▶ **WRITTEN TASK**:
Repeat the material below line for line, with no changes, but leave out the pictures.

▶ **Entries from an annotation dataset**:
* Begin *

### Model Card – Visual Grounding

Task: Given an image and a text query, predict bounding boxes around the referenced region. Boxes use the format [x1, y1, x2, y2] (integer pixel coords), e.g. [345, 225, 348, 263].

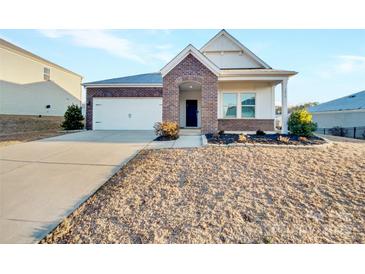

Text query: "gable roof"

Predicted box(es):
[200, 29, 271, 69]
[160, 44, 219, 77]
[83, 72, 162, 86]
[0, 38, 83, 79]
[308, 90, 365, 112]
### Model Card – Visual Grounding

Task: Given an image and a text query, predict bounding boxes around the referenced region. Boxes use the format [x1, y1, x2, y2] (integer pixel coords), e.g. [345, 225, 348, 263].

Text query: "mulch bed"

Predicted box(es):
[153, 136, 179, 141]
[205, 133, 326, 145]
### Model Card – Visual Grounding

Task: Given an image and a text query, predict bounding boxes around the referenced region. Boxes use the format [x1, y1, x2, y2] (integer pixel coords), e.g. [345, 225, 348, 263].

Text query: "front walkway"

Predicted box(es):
[146, 135, 202, 149]
[0, 131, 155, 243]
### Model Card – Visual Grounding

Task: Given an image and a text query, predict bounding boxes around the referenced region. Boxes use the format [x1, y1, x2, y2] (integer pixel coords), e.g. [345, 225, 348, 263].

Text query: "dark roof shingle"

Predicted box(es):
[308, 90, 365, 112]
[84, 72, 162, 85]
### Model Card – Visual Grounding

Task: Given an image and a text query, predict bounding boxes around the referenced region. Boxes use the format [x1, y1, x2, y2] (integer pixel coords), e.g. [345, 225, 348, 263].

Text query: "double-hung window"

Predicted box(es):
[222, 92, 256, 119]
[240, 93, 256, 118]
[223, 93, 237, 118]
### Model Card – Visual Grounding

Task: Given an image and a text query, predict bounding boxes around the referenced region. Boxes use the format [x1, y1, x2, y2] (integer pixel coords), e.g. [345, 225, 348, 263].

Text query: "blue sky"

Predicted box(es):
[0, 30, 365, 105]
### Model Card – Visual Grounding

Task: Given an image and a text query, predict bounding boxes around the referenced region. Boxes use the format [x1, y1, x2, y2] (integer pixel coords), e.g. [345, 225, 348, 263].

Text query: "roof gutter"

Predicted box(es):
[82, 83, 162, 88]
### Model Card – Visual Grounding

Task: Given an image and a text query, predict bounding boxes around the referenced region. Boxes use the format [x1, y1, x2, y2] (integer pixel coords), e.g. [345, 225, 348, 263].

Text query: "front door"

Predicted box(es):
[186, 100, 198, 127]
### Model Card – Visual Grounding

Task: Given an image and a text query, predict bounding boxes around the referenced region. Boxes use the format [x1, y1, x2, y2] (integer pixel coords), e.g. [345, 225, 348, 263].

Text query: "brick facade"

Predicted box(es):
[218, 119, 274, 131]
[162, 54, 218, 133]
[86, 87, 162, 129]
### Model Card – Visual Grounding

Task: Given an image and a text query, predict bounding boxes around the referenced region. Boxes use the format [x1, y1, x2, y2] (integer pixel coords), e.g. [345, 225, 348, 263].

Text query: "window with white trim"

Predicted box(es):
[223, 93, 237, 118]
[43, 68, 51, 81]
[222, 92, 256, 119]
[240, 93, 256, 118]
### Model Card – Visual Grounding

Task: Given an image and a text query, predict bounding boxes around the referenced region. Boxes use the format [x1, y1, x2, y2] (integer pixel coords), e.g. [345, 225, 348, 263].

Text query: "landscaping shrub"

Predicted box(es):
[61, 104, 84, 130]
[154, 121, 179, 140]
[288, 109, 317, 137]
[329, 127, 347, 137]
[276, 135, 290, 144]
[237, 134, 247, 143]
[298, 136, 309, 143]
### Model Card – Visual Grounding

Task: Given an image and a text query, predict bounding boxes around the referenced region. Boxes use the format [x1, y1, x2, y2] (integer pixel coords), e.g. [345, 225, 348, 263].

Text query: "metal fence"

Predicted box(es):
[316, 126, 365, 139]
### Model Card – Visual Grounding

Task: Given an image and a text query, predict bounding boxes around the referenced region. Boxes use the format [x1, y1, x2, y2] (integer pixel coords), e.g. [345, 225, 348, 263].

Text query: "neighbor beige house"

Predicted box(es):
[0, 39, 82, 116]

* End *

▶ **SOLUTION TO THIS PROBLEM**:
### Model Card – Visual Grounding

Task: Given an image and a text query, predict bounding boxes around the referenced region. Boxes use the format [x1, y1, x2, y2] (integer pixel coords), e.g. [345, 225, 348, 263].


Text query: "gable roof"

Predicted box(es):
[200, 29, 271, 69]
[160, 44, 219, 77]
[83, 72, 162, 86]
[0, 38, 83, 79]
[308, 90, 365, 112]
### Model Card – Visual Grounding

Task: Given an image and a text query, predict bounding boxes around the referenced region. Boxes use the format [x1, y1, x2, y2] (integer pixel coords), e.g. [345, 225, 348, 263].

Text query: "mulch bed"

Predicted box(es):
[153, 136, 179, 141]
[205, 133, 326, 145]
### Model Card – Visual Grounding

Task: Given an image and a text query, predict bounding boxes around the referenced region. Boxes use the format [x1, y1, x2, y2] (integer pixel coords), e.g. [345, 225, 348, 263].

Text query: "front walkway"

Predicted box(es):
[146, 135, 202, 149]
[0, 131, 155, 243]
### Model Card – Visual Grounding

Task: Given an image and a text query, predict bounding boxes around the referenced region. Boxes use the format [x1, y1, x2, y2] (integer pixel coords), e.g. [345, 225, 348, 263].

Text query: "dark roof shingle"

Predicted box(es):
[308, 90, 365, 112]
[84, 72, 162, 85]
### Model Card – Visual Grounding

Task: Given an image and a text query, predict bounding boxes around the referenced region. Boxes use the format [x1, y1, x2, y2] (integer pixel coords), e.g. [345, 225, 348, 263].

Text query: "double-hung window"

Predicted box(es):
[222, 92, 256, 119]
[240, 93, 256, 118]
[223, 93, 237, 118]
### Model Card – Visual Grounding

Task: Given an image and a text query, predict bounding boxes around the referenced region. Boxes use the format [x1, y1, x2, y2] (integer pixel coords), e.g. [345, 225, 348, 263].

Text query: "blue sky"

Predicted box(es):
[0, 30, 365, 105]
### Model Card – Visual Grounding

Task: Given an image and a text query, predict bounding boxes around the referenced region. Boxes use the format [x1, y1, x2, y2] (integer pixel coords), e.g. [345, 225, 348, 263].

Text query: "roof gutter"

Predicted box(es):
[82, 83, 162, 88]
### Model Card – Visual Grounding

Task: Given an image and a text query, predict bounding boxes around the referenced region. Boxes use the format [x1, y1, x2, y2] (integer pixel coords), e.g. [345, 225, 348, 263].

Text query: "front door"

Predicted box(es):
[186, 100, 198, 127]
### Model Card – Visual Grounding

Task: Given an image and a text query, predict bounding boxes around the referenced region. Boxes use the format [x1, y1, x2, y2] (integer pixel coords), e.g. [345, 225, 348, 263].

Text query: "brick facade"

Predicted box(es):
[218, 119, 274, 131]
[162, 54, 218, 133]
[86, 87, 162, 129]
### Model Card – Visual Grounding

Task: Given an image and a text query, predict bounding boxes around the referenced region. Boxes use the format [x1, y1, x2, y2] (integer pixel coords), e.g. [345, 225, 348, 263].

Text query: "window with white trim"

Predicted box(es):
[223, 93, 237, 118]
[43, 68, 51, 81]
[222, 92, 256, 119]
[240, 93, 256, 118]
### Model Card – Visual Grounding

Task: Given an image and a text query, predict bounding boxes around the referenced region. Boxes use the format [x1, y1, x2, y2] (integer pixel coords), e.g. [345, 225, 348, 263].

Text query: "landscaping shrub"

Predicted box(es):
[61, 104, 84, 130]
[154, 121, 179, 140]
[288, 109, 317, 137]
[329, 127, 347, 137]
[276, 135, 290, 144]
[237, 134, 247, 143]
[298, 136, 309, 143]
### Model Card – Visual Grounding

Task: Given an image and a text query, predict bounding boxes around the referenced region. Boxes use the format [x1, y1, x2, y2] (integer pixel coords), e.g. [345, 225, 348, 263].

Text query: "metal fence"

Predicted box(es):
[316, 126, 365, 139]
### Model Card – Visual Grounding

Task: Given an image and a text query, predict bounding boxes around the referenced region. Boxes use the format [x1, y1, x2, y2] (integer pixel coords), e.g. [345, 225, 348, 263].

Text query: "neighbor beige house"

Predicted box(es):
[0, 39, 82, 116]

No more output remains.